• [Task description]: Copy each record below faithfully, leaving out images.

Information provided Block Start

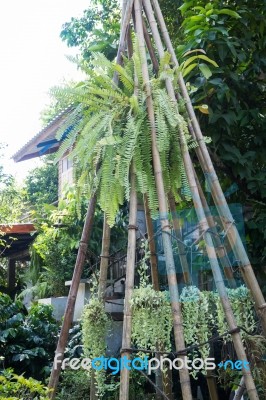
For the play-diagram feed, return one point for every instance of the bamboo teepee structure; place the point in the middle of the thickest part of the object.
(146, 17)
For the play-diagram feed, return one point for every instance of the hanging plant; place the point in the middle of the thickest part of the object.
(110, 129)
(197, 319)
(151, 309)
(95, 326)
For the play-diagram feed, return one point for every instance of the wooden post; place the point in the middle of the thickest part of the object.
(180, 245)
(251, 389)
(166, 231)
(69, 311)
(220, 249)
(216, 190)
(11, 275)
(130, 275)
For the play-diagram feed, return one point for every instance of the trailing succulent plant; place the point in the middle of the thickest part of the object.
(110, 128)
(151, 309)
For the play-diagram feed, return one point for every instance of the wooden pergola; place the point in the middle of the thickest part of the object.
(17, 239)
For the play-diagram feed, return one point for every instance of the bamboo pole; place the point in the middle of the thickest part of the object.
(69, 311)
(130, 274)
(163, 209)
(235, 333)
(153, 259)
(220, 249)
(240, 390)
(106, 237)
(216, 190)
(180, 245)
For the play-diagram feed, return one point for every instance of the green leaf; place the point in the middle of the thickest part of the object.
(194, 51)
(229, 12)
(205, 70)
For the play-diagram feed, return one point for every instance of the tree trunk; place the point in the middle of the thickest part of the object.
(166, 231)
(130, 275)
(69, 311)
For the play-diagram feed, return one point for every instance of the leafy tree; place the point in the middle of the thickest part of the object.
(55, 248)
(27, 339)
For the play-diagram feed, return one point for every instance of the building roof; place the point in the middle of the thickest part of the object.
(44, 142)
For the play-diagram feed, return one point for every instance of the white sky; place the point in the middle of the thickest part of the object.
(32, 59)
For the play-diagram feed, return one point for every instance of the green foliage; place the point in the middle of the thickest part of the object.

Information provided Block End

• [Exercise result]:
For the play-diagram feed, return one point for every instance of the bamboo teepee structure; place the point in the middle of the thickest part of the object.
(146, 17)
For the play-diagram feed, return one point for every instance of the hanging plant; place the point in the middle of the thickest part of the object.
(110, 129)
(197, 319)
(151, 309)
(95, 326)
For the play-diagram feed, return one point for every instance of the wooden post; place the point in the middle of the thickest part of the object.
(180, 245)
(251, 389)
(166, 231)
(69, 311)
(220, 249)
(216, 190)
(11, 275)
(130, 275)
For the play-diagram feed, return one point for every instance of the trailing succulent plant; place the point in the middle of the thickest part of the object.
(110, 128)
(151, 309)
For the play-diagram feed, return one point for every instance of the wooden pergola; place the point in the middle of the thickest part of the object.
(17, 239)
For the play-diagram feed, return one point for every instance of the bamboo pole; place the point in the middle of the thickest part of the object.
(69, 311)
(130, 274)
(163, 209)
(235, 333)
(153, 259)
(220, 249)
(240, 390)
(106, 237)
(216, 190)
(180, 245)
For the play-diagram feed, return one point for every instance of the green leaf; place the point in the middle of the thickest part of the object.
(194, 51)
(229, 12)
(205, 70)
For the play-diagram feed, return one point for every instance of the tree trunk; place the point in the middle of the thickest part of the object.
(166, 231)
(130, 275)
(69, 311)
For the play-diagram feed, return one point for every instance of the leafy tree; place the point in the middle of the thickest part of the object.
(55, 248)
(27, 339)
For the play-diagram feed, return one point for every instance of the building roof; place the point in the middle of the thickest part of the object.
(44, 142)
For the play-diagram feed, return one point for every instance of the white sky; place the point in the middle of the thickest part of the object.
(32, 59)
For the play-diagram feed, return one point for every instance of the green foliage; place the point in the middle of the thickest part of the object.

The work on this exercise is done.